* [PROBLEM TO SOLVE]: Gather every line in the entries below that contains the word "mountain" and copy each one.

Segmentation annotation entries:
┌──

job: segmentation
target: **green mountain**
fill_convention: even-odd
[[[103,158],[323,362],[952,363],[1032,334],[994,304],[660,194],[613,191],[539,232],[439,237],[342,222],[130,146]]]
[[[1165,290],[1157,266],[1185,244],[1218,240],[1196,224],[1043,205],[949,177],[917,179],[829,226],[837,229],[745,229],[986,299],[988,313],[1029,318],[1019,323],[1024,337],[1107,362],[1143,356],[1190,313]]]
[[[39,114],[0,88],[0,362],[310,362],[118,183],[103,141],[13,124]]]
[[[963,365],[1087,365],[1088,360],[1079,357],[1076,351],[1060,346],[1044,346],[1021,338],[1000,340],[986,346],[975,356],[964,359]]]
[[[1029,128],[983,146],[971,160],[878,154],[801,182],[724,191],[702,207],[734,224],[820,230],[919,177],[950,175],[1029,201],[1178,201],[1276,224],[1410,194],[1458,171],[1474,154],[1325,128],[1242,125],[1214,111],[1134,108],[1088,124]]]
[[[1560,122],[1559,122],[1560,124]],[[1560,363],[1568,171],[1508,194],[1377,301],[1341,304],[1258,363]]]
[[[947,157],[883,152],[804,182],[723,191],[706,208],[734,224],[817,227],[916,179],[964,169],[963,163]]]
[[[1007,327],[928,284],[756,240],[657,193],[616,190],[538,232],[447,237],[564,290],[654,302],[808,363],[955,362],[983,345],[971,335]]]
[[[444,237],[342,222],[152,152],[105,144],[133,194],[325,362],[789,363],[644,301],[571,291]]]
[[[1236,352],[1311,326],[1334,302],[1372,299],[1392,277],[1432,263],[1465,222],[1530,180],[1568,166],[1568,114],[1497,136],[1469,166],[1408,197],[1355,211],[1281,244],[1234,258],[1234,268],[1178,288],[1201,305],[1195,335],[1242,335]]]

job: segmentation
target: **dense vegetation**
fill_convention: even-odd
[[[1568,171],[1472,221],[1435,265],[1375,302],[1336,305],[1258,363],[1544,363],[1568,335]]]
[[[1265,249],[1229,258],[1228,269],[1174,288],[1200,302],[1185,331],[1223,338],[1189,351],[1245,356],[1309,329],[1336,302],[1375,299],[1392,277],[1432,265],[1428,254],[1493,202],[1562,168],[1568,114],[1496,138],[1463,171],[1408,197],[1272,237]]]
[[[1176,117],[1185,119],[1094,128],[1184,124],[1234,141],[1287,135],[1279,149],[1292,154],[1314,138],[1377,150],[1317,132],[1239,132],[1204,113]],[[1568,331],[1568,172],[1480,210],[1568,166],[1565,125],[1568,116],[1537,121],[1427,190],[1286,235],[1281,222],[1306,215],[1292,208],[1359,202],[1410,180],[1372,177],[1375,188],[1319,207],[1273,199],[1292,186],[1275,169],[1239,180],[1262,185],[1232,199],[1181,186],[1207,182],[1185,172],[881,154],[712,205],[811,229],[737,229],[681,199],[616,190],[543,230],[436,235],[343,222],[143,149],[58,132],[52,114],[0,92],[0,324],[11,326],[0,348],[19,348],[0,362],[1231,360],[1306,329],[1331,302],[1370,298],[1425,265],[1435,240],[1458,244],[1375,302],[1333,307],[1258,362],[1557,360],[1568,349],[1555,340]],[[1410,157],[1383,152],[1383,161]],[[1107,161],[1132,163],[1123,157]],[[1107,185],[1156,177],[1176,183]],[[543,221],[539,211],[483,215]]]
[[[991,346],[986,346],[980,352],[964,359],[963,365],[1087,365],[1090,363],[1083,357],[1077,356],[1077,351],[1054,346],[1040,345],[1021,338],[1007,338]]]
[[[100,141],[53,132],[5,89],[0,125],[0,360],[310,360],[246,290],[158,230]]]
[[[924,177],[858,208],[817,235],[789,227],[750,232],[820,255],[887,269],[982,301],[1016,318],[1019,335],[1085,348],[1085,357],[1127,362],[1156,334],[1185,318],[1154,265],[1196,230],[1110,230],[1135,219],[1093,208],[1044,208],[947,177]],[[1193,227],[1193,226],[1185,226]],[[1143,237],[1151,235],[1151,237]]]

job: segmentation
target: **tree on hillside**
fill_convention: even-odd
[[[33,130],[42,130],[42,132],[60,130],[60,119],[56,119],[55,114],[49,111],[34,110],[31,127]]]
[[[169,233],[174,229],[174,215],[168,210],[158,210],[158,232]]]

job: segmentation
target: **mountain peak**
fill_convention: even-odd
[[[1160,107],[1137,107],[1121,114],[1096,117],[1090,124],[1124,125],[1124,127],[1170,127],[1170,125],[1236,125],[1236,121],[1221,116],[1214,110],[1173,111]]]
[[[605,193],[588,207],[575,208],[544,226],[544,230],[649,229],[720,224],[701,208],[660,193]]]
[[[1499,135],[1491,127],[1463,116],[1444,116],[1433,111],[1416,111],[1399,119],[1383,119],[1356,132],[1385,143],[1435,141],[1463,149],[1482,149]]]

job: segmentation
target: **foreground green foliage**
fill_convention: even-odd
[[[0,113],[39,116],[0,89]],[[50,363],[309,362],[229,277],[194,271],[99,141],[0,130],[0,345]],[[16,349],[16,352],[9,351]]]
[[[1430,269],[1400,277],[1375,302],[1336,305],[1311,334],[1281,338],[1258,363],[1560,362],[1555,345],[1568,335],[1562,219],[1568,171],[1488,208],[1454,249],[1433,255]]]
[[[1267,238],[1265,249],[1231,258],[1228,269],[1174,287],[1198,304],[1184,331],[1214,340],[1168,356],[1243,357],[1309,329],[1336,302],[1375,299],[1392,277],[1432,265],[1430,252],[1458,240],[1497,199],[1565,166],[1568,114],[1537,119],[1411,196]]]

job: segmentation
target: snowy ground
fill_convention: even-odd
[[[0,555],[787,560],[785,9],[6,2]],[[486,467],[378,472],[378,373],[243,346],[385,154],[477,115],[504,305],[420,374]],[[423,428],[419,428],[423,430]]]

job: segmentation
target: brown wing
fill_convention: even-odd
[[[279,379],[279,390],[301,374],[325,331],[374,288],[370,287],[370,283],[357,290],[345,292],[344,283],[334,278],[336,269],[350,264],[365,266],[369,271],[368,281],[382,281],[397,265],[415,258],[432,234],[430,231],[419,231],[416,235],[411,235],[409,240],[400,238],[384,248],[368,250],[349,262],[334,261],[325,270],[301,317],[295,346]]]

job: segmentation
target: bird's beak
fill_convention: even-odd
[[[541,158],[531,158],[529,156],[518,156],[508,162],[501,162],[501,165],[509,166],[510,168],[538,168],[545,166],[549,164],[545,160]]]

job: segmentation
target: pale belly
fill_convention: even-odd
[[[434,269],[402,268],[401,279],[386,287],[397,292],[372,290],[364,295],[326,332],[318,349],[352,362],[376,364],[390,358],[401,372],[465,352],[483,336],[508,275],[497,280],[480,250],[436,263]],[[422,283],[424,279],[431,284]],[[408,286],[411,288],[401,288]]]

└──

* [TASK OUTPUT]:
target: **green mountain**
target: **mountain peak**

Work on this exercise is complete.